» **What you need to do**: Continue the mailing-list thread about batch indexing, starting after its last sentence.

The distinction is yours to draw............

Re: bad index by batch indexing

Posted by Mark Miller <ma...@gmail.com>.
Only one Writer should be active on an index at any given time. You  
don't want to batch unless you need to see the docs in the index as  
you build it. - it's slower overall. You can add from multiple threads  
at the same time, but use the same Writer.

Sent from my iPhone

On Aug 6, 2008, at 8:39 PM, yanyanzeng <lu...@hotmail.com>  
wrote:

>
> Hi,
>    I am building a search engine for text transcript documents from  
> the
> database of an enterprise messaging system,  and have designed a batch
> processing job to incrementally build the index,because the database  
> from
> production is around huge, around 10G.
>   Now I am still testing in DEV environment, and have been puzzled  
> by this
> problem for a couple of days.
> If I build the index in one setting(because DEV database is very very
> small),  the index is correct because I can get hits for my  
> queries,  also,
> what luke shows looks fine,  4800 documents, 450 terms.
> However, if I test building using my batch processing job,  I do get  
> the
> index which looks fine, but, when I search, it already returns 0  
> hits.  I
> checked with Luke, which shows there are 5200 documents, 0 terms .
> There is no exception or runtime error or anything abnormal during  
> indexing
> or searching,  I am really at a loss.
> The only difference between the two is that:   in the one setting  
> approach,
> the whole index is built using the same indexwriter object.

» **Provided material**:

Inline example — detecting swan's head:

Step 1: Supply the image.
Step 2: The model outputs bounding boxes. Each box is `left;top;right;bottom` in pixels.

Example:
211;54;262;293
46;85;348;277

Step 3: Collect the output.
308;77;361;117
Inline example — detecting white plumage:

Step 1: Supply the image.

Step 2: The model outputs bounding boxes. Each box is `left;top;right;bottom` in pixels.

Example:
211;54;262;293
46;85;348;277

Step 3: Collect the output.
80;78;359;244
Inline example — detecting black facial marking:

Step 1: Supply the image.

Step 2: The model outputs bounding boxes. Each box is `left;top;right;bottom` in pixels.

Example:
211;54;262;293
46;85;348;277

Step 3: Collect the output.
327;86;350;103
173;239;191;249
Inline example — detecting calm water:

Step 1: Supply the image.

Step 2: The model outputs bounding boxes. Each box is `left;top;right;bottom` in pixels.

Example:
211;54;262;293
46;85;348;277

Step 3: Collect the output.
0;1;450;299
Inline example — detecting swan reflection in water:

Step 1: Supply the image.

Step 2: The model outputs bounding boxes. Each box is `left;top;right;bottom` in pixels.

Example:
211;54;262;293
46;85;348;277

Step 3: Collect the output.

» **Result of the task**:
> in the batch approach,  an indexwriter object is opened per batch  
> and closed
> when the batch is finished.
> But,  I  think I have taken care of it by
>               IndexWriter  writer = new IndexWriter(FSDir, Analyser,
> !FSdir.exists)
>
> Since lucene is designed for adding to exisiting index when the 3rd
> parameter is false,   I do not understand where it went wrong.
> Should I have kept one singleton instance of the writer  until  all
> documents in the database are processed, rather than opening  
> &closing one
> for each batch?     Or,  should I have kept a single instance of  
> analyser?
> This does not seem necessary, but I really can not figure out where  
> it went
> wrong, and how come this strange behavior:  520 documents but 0 terms.
>
> I would be very grateful if anyone could advise.  THanks very much.
>
> yanyan
>
>
> -- 
> View this message in context: http://www.nabble.com/bad-index-by-batch-indexing-tp18862037p18862037.html
> Sent from the Lucene - Java Users mailing list archive at Nabble.com.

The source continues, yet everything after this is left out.